** START RECORDS FOR THIS EXERCISE **

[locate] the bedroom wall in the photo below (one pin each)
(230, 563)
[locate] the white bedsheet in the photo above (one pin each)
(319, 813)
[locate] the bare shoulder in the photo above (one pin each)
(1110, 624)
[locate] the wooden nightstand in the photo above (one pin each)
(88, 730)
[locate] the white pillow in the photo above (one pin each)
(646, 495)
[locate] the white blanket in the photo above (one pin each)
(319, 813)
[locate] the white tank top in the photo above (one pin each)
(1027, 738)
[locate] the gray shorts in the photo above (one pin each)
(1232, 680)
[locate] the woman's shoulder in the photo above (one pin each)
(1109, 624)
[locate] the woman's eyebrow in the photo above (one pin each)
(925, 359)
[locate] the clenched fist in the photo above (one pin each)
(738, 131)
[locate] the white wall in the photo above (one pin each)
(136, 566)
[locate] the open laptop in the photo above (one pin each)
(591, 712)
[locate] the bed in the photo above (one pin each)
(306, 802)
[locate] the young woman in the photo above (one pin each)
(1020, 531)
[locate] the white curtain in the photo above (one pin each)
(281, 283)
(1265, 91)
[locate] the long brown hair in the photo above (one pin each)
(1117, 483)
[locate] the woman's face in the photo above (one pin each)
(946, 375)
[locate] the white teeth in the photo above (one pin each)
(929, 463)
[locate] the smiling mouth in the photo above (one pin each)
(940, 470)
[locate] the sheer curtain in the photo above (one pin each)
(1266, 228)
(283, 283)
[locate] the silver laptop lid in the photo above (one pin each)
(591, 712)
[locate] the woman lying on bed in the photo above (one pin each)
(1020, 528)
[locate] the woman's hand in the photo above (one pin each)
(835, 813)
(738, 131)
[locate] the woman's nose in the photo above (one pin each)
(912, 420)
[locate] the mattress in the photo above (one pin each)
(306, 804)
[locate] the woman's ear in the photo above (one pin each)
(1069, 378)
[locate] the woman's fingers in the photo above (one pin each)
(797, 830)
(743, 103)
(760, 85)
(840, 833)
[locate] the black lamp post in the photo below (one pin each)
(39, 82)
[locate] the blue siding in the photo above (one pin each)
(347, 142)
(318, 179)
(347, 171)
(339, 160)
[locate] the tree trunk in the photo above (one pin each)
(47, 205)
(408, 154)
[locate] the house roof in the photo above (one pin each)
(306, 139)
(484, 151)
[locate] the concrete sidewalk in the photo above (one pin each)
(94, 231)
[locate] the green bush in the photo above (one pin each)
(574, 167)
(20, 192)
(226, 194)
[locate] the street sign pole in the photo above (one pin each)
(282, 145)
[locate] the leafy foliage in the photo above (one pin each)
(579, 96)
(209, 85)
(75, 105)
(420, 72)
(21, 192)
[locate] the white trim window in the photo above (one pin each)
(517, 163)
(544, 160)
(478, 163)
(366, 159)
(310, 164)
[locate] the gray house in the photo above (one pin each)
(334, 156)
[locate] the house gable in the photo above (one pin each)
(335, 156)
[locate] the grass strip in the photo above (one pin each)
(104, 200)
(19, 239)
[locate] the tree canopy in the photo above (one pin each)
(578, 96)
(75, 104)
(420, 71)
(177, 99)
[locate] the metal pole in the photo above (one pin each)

** END RECORDS FOR THIS EXERCISE **

# [WHAT YOU WILL DO]
Using the data above, repeat every line exactly.

# [SOLUTION TO THIS TASK]
[locate] the bedroom wall in the photo below (one pin each)
(230, 563)
[locate] the white bedsheet in the photo above (one pin each)
(319, 813)
[locate] the bare shoulder in the photo above (one pin each)
(1110, 624)
[locate] the wooden nightstand in the photo above (one pin each)
(88, 730)
[locate] the white pillow in the photo above (one pin each)
(646, 495)
[locate] the white blanket in the photo above (one pin each)
(319, 813)
[locate] the white tank top in the photo above (one pin each)
(1027, 738)
[locate] the gray shorts in the photo above (one pin each)
(1232, 680)
[locate] the woman's shoulder in the photo above (one pin each)
(1109, 624)
[locate] the woman's eyebrow in the photo above (one pin each)
(925, 359)
[locate] the clenched fist in the photo above (one pin each)
(738, 131)
[locate] the white wall in the photo above (one pin each)
(136, 566)
[locate] the open laptop in the photo above (one pin each)
(591, 712)
[locate] the bed in the photo above (one pin each)
(306, 802)
[locate] the young woman in the photo above (one pin each)
(1020, 531)
[locate] the white curtain in the photo above (one pin each)
(281, 283)
(1265, 91)
[locate] the long brown hair in the photo above (one pin each)
(1117, 483)
[locate] the woman's face in the photo above (one pin each)
(946, 375)
[locate] the white teeth in the photo above (one pin each)
(929, 463)
[locate] the smiling mouth in the photo above (one pin each)
(940, 470)
[locate] the sheer curtain in the photo above (one pin each)
(1266, 228)
(283, 283)
[locate] the silver laptop lid in the photo above (one pin each)
(591, 712)
[locate] the woman lying on bed in the photo above (one pin each)
(1020, 528)
[locate] the woman's hand in the photo above (one pin each)
(835, 813)
(738, 131)
[locate] the woman's nose in the photo above (one pin each)
(912, 420)
[locate] the mattress in the photo above (one pin each)
(306, 804)
[locate] the woman's ear in the photo above (one pin each)
(1069, 378)
[locate] the woman's fingers in the photo above (one pin each)
(797, 830)
(743, 103)
(760, 85)
(840, 833)
[locate] the black lamp post in the photo below (one pin each)
(39, 82)
[locate] the blue siding in the photo above (one pin each)
(347, 142)
(318, 179)
(347, 171)
(339, 160)
[locate] the tree trunk in the photo above (one pin each)
(47, 205)
(408, 154)
[locate] the house roof in the photo above (one pin each)
(306, 139)
(484, 151)
[locate] the concrete sidewalk in the photo above (one pin each)
(94, 231)
[locate] the green bush in the photo above (one pin each)
(574, 167)
(20, 192)
(226, 194)
[locate] the street sign pole in the photo above (one pin each)
(282, 145)
[locate] the leafy foliage in the photo above (one pin each)
(579, 96)
(209, 85)
(75, 105)
(420, 72)
(21, 192)
[locate] the white trim window in the photo above (one pin each)
(517, 163)
(544, 160)
(478, 163)
(366, 159)
(310, 164)
[locate] the gray house in the photo above (one pin each)
(334, 156)
[locate] the house gable in the photo above (one pin each)
(335, 156)
[locate] the grass strip in the photo above (one pin each)
(104, 200)
(19, 239)
[locate] the tree canopy in the photo above (one pin each)
(578, 96)
(75, 104)
(420, 71)
(177, 99)
[locate] the metal pole in the photo above (one pin each)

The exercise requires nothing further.